Rewrite every line of the records below, starting with the line that contains "For the coastline" and continuing through the end of the records, including the lines without coordinates. Add 20 to each coordinate value in the answers.

◆ DATA SUPPLIED:
- - - - - - -

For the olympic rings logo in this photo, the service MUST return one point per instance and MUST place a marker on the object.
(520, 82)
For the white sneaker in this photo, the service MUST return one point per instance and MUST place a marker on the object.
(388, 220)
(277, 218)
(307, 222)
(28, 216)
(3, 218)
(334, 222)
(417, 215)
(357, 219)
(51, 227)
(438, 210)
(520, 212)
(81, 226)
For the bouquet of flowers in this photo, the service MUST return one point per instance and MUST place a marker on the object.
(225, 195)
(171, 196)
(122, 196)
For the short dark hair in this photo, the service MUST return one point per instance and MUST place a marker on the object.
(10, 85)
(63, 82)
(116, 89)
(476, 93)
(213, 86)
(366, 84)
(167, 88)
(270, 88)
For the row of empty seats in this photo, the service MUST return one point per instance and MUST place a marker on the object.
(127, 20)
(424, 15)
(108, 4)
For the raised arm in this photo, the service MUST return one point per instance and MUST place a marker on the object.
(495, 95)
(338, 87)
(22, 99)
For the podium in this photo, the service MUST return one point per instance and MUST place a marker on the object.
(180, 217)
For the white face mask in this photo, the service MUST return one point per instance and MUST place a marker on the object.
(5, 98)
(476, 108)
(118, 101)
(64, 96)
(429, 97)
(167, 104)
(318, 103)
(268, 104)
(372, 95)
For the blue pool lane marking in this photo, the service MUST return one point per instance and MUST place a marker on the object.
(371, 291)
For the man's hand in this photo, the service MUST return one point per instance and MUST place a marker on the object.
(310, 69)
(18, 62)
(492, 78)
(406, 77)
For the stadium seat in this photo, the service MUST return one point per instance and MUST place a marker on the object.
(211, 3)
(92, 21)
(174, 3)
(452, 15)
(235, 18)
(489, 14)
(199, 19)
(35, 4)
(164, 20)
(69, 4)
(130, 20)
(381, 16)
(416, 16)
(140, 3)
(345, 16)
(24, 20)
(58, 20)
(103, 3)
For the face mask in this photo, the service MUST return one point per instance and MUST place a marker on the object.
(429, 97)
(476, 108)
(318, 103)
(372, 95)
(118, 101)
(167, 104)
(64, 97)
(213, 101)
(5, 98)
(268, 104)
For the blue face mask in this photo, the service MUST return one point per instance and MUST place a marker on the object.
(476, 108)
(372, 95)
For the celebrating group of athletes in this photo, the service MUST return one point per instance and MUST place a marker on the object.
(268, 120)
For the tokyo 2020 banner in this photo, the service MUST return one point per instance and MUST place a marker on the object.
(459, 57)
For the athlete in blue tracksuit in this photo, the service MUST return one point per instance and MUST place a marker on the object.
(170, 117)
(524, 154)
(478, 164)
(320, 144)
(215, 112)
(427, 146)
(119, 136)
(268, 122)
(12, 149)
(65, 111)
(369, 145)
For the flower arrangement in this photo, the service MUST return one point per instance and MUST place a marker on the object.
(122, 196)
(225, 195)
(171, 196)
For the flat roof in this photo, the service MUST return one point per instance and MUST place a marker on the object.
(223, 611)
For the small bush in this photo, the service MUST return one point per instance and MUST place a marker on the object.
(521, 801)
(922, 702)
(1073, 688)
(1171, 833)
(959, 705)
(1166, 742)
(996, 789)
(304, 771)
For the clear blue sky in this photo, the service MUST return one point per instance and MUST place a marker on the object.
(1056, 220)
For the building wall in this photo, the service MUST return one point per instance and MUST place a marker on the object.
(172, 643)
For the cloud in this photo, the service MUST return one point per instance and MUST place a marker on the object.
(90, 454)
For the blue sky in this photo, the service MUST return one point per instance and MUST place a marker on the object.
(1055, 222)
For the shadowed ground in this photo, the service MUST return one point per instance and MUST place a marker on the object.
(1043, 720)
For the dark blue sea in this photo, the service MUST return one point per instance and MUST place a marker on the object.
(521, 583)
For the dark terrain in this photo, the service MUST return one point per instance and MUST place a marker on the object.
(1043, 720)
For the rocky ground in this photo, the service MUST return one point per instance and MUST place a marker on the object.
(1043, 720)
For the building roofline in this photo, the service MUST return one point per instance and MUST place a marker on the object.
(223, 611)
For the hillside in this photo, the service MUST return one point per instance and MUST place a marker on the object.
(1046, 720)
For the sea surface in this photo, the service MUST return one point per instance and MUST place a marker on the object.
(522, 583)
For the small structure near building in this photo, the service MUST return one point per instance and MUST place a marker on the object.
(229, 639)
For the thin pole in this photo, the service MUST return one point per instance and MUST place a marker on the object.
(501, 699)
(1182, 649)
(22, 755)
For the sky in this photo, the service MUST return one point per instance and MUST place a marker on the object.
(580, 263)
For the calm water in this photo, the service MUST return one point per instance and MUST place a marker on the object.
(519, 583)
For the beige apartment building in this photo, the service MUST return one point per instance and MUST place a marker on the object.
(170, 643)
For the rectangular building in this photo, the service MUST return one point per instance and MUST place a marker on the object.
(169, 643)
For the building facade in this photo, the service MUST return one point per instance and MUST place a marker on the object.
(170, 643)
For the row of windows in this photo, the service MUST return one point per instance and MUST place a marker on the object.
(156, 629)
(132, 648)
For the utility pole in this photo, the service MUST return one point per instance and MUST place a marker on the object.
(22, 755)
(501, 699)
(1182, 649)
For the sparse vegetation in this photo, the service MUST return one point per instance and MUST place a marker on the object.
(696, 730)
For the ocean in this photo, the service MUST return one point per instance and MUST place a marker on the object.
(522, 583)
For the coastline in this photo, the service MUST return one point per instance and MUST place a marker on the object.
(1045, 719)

- - - - - - -

◆ RESPONSE TO THE EXERCISE:
For the coastline in this photo, the service MUST return one point per instance and MUST place a marker on the object.
(1065, 739)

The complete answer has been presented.